TASK PROMPT — Reproduce the material below verbatim, line for line, with every character unchanged.

— START OF EXTRACTED INFORMATION —

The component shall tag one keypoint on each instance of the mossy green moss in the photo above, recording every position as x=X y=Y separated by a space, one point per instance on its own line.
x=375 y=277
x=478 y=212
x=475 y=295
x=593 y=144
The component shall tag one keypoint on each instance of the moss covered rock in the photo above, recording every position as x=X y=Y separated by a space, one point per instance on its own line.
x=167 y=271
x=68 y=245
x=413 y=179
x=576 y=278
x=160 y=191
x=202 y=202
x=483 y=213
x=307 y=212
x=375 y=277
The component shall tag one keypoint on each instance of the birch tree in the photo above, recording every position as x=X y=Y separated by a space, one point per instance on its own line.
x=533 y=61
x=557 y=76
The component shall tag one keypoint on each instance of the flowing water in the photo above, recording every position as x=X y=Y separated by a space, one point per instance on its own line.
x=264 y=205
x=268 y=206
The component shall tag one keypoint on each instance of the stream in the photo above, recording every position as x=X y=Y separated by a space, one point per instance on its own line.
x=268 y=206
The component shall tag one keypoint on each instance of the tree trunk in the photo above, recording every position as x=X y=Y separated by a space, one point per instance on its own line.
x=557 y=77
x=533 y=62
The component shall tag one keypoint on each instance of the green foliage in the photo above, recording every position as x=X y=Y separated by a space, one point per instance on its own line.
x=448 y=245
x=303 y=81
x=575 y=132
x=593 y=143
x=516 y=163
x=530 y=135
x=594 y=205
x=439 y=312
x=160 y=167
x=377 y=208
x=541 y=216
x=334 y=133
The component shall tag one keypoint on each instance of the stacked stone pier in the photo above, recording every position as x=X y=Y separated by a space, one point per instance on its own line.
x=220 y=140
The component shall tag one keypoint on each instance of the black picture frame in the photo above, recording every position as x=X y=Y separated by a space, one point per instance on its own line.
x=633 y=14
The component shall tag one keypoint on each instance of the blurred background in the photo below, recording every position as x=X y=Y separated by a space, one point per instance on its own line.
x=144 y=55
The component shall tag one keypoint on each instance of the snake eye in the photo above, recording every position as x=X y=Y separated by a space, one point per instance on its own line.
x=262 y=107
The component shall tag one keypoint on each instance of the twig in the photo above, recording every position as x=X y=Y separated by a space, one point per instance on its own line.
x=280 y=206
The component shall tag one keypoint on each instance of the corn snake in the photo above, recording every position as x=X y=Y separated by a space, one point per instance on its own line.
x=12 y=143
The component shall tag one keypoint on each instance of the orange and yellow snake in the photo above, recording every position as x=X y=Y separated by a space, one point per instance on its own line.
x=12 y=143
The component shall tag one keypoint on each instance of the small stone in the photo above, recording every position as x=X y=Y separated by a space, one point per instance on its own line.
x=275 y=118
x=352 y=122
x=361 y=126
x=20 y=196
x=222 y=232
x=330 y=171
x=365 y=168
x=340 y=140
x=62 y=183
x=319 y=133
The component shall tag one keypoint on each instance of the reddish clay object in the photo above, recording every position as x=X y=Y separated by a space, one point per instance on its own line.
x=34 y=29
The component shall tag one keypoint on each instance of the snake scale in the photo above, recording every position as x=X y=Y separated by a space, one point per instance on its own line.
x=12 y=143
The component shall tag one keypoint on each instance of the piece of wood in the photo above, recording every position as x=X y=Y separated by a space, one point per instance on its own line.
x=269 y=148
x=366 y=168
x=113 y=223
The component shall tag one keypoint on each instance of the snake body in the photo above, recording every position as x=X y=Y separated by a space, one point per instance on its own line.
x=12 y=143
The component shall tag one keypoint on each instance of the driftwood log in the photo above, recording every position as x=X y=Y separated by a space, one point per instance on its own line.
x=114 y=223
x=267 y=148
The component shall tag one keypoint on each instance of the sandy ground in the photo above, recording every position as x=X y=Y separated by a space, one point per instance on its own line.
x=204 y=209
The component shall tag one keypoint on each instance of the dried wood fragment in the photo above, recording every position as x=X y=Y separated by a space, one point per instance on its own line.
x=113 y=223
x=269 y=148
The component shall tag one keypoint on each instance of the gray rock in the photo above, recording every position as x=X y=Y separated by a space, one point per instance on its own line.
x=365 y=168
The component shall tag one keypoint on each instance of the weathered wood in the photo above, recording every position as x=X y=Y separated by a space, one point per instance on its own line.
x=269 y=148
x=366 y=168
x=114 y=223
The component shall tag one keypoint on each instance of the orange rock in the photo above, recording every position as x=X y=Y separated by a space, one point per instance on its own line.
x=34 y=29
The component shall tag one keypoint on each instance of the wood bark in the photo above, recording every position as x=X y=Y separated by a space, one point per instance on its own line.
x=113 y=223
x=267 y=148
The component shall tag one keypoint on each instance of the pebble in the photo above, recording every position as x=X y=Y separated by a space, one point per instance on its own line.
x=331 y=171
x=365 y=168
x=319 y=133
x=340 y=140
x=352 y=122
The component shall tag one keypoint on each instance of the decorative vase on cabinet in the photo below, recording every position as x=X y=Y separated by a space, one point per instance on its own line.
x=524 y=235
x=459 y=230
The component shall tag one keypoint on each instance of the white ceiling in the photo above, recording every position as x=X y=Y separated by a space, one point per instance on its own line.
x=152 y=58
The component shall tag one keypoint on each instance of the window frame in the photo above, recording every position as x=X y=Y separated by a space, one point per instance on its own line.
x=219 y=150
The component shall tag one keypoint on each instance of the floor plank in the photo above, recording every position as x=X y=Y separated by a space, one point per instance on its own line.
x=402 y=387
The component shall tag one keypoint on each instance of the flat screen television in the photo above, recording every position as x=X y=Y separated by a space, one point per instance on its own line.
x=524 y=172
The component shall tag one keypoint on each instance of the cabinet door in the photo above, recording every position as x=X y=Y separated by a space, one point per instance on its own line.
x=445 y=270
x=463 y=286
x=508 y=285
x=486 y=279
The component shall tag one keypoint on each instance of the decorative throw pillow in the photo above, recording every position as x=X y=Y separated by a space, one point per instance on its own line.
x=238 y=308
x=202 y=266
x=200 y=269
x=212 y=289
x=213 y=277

— END OF EXTRACTED INFORMATION —

WRITTEN SOLUTION —
The component shall tag one keypoint on each instance of the mossy green moss in the photo above, recording every position as x=X y=Y separated by a space, one point per instance on its own line.
x=375 y=277
x=478 y=212
x=475 y=295
x=593 y=144
The component shall tag one keypoint on each instance of the moss covered rock in the photo above, recording every position as x=X y=Y separated by a space, one point per instance on its own line.
x=167 y=271
x=68 y=245
x=413 y=179
x=576 y=278
x=160 y=191
x=202 y=202
x=483 y=213
x=307 y=212
x=375 y=277
The component shall tag one keypoint on each instance of the birch tree in the photo above, recording every position as x=X y=Y separated by a space, one point per instance on its own line.
x=533 y=61
x=557 y=76
The component shall tag one keypoint on each instance of the flowing water in the photo above, recording every position as x=X y=Y separated by a space, one point per instance on its own line.
x=264 y=205
x=268 y=206
The component shall tag one keypoint on each instance of the stream in the photo above, recording every position as x=X y=Y separated by a space, one point per instance on its own line.
x=268 y=206
The component shall tag one keypoint on each instance of the tree trunk in the photo above, recording every position as x=X y=Y separated by a space, one point per instance on its own line.
x=557 y=77
x=533 y=62
The component shall tag one keypoint on each instance of the green foliage in the photo above, recording every position as x=X y=Y separated by a space, one point per instance on its own line.
x=448 y=245
x=303 y=81
x=575 y=132
x=593 y=143
x=516 y=163
x=530 y=135
x=594 y=205
x=439 y=312
x=160 y=167
x=377 y=208
x=541 y=216
x=334 y=133
The component shall tag one keypoint on each instance of the stacked stone pier in the photo above, recording every position as x=X y=Y separated by a space, one point per instance on its own line.
x=220 y=140
The component shall tag one keypoint on each instance of the black picture frame in the photo above, recording every position as x=X y=Y separated by a space, one point per instance on its own line.
x=633 y=14
The component shall tag one keypoint on each instance of the blurred background in the photo below, recording every position as x=X y=Y separated by a space, one point per instance on its own line.
x=144 y=55
The component shall tag one keypoint on each instance of the snake eye in the photo above, recording every position as x=X y=Y separated by a space, one point per instance on its own line.
x=262 y=107
The component shall tag one keypoint on each instance of the twig in the photo above, recording every position as x=X y=Y separated by a space, one point per instance on its own line.
x=280 y=206
The component shall tag one keypoint on each instance of the corn snake in the photo above, recording every position as x=X y=Y separated by a space, one point per instance on its own line.
x=12 y=143
The component shall tag one keypoint on each instance of the orange and yellow snake in the photo above, recording every position as x=X y=Y separated by a space, one point per instance on its own line.
x=12 y=143
The component shall tag one keypoint on each instance of the small stone in the photo above, recording every position as x=X y=Y separated by a space, one point per instance on its own line.
x=275 y=118
x=352 y=122
x=361 y=126
x=20 y=196
x=222 y=232
x=330 y=171
x=365 y=168
x=340 y=140
x=62 y=183
x=319 y=133
The component shall tag one keypoint on each instance of the reddish clay object in the photo above, recording every position as x=X y=Y separated by a space, one point per instance on its own line.
x=34 y=29
The component shall tag one keypoint on each instance of the snake scale in the photo above, recording every position as x=X y=Y separated by a space, one point per instance on its own line.
x=12 y=143
The component shall tag one keypoint on each instance of the piece of wood in the photo above, recording every position as x=X y=Y separated by a space, one point per instance on its own line.
x=269 y=148
x=366 y=168
x=113 y=223
The component shall tag one keypoint on each instance of the snake body in the photo above, recording every position as x=X y=Y separated by a space, one point per instance on its own line.
x=12 y=143
The component shall tag one keypoint on each instance of the driftwood log in the photo above, recording every position as x=X y=Y separated by a space, one point per instance on its own line.
x=114 y=223
x=267 y=148
The component shall tag one keypoint on each instance of the sandy ground in the photo above, recording every position as x=X y=Y separated by a space, one point per instance on its own line.
x=204 y=209
The component shall tag one keypoint on each instance of the dried wood fragment in the photo above, recording every position as x=X y=Y separated by a space, one point per instance on its own line.
x=113 y=223
x=269 y=148
The component shall tag one keypoint on each instance of the gray rock in the photo above, recording every position as x=X y=Y separated by a space, one point per instance on its own line.
x=365 y=168
The component shall tag one keypoint on each instance of the weathered wood in the photo above, recording every position as x=X y=Y separated by a space, one point per instance on its own line.
x=269 y=148
x=366 y=168
x=114 y=223
The component shall tag one keypoint on each instance of the orange rock in the photo above, recording every position as x=X y=Y separated by a space, one point per instance on its own line.
x=34 y=29
The component shall tag one keypoint on each instance of the wood bark in the photo above, recording every position as x=X y=Y separated by a space, one point per instance on its own line.
x=113 y=223
x=267 y=148
The component shall tag one keypoint on each instance of the pebble in the photo above, recording every position as x=X y=Y separated by a space, one point per instance on its own line.
x=331 y=171
x=365 y=168
x=319 y=133
x=340 y=140
x=352 y=122
The component shall tag one keypoint on each instance of the decorative vase on cabinet in the photo below, recording every position as x=X y=Y separated by a space, one point per instance on its own line.
x=524 y=235
x=459 y=230
The component shall tag one keypoint on each instance of the white ceiling in the photo above, recording every position as x=X y=Y separated by a space, one point per instance on its own line.
x=152 y=58
The component shall tag one keypoint on each instance of the window frame in the photo above, recording every position as x=X y=Y separated by a space, one point per instance on its own line.
x=219 y=150
The component shall tag one keypoint on each instance of the floor plank in the photo above, recording every position as x=X y=Y separated by a space, one point per instance on its own line.
x=402 y=387
The component shall tag one keypoint on each instance of the flat screen television in the photo above, recording every position as x=X y=Y separated by a space, one point per instance on its own line.
x=524 y=172
The component shall tag one keypoint on each instance of the cabinet door in the photo above, recording every position as x=X y=Y separated by a space, one point per instance on its own line.
x=445 y=270
x=463 y=286
x=508 y=285
x=486 y=279
The component shall tag one keypoint on each instance of the decorative throw pillow in the photo above, recording every position as x=X y=Y separated by a space, one point per instance on its own line.
x=238 y=308
x=202 y=266
x=200 y=269
x=212 y=289
x=213 y=277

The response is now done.